__Document__:

* Start *

Studio album by El Tri
- Released: July 18, 2000
- Recorded: October 12–13, 1999
- Genre: Rock, blues
- Length: 52:28
- Label: WEA
- Producer: Alex Lora, Jim Gaines

El Tri chronology
| Sinfónico (1999) | No Podemos Volar (2000) | Sinfónico II (2001) |

= No Podemos Volar =

No Podemos Volar (We Can't Fly) (2000) is the seventeenth studio album by Mexican band El Tri. It is the first one to include Duets, containing 4 of them with recognized singers of Mexican music.

== Track listing ==
All tracks by Alex Lora except where noted.

1. "No Podemos Volar" (We Can't Fly) – 6:34
2. "Madre Tierra" (Mother Earth) – 3:45
3. "Ya No Existen los Héroes" (Heroes No Longer Exist) – 4:02
4. "Amor del Dos de Octubre" (Love of October 2nd (Carlos Carbajal, Lora) – 5:04
5. "Nosotros los Latinos" (We The Latins) – 5:33
6. "Prueba de Amor" (Proof of Love) (Lora, Chela Lora) – 3:36
7. "Todos Necesitamos de Todos" (Everybody Needs Everybody) – 4:25
8. "Cuando Estoy Con Mis Cuates" (When I Am With My Pals) – 3:01
9. "Chilango Exiliado" (Exiled Chilango) – 3:56
10. "En el Último Trago" (In The Last Drink) (José Alfredo Jiménez) – 4:40
11. "Aca Tambien Se Cuecen Habas" (We Cook Beans Over Here Too) (Lora, Oscar Zarate) – 4:11
12. "Todo Por Servir Se Acaba" (Everything Breaks Down For Use) – 3:41

== Personnel ==
- Alex Lora – guitar, bass, vocals, producer, mixing
- Rafael Salgado – harmonic
- Eduardo Chico – guitar, dobro
- Oscar Zarate – guitar
- Chela Lora – backing vocals, planning, coordination
- Ramon Perez – drums

=== Guest musicians ===
- Miguel Rios – vocals in "Madre Tierra"

* End *

__Problems and tasks__:
**1.** Please retype the part of the album entry starting at "No Podemos Volar (We" and ending at "of Mexican music.".
**2.** Summarize the album entry in two sentences.

(Point labeling dataset excerpts)
* Start *

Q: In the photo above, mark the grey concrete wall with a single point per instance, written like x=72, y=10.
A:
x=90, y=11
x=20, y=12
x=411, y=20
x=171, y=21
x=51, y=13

* End *

__Responses per task__:
**1.**
No Podemos Volar (We Can't Fly) (2000) is the seventeenth studio album by Mexican band El Tri. It is the first one to include Duets, containing 4 of them with recognized singers of Mexican music.

**2.** No Podemos Volar is the seventeenth studio album by the Mexican band El Tri, a rock and blues record released by WEA on July 18, 2000, and produced by Alex Lora and Jim Gaines. It is the band's first album to include duets, with four of them featuring recognized singers of Mexican music.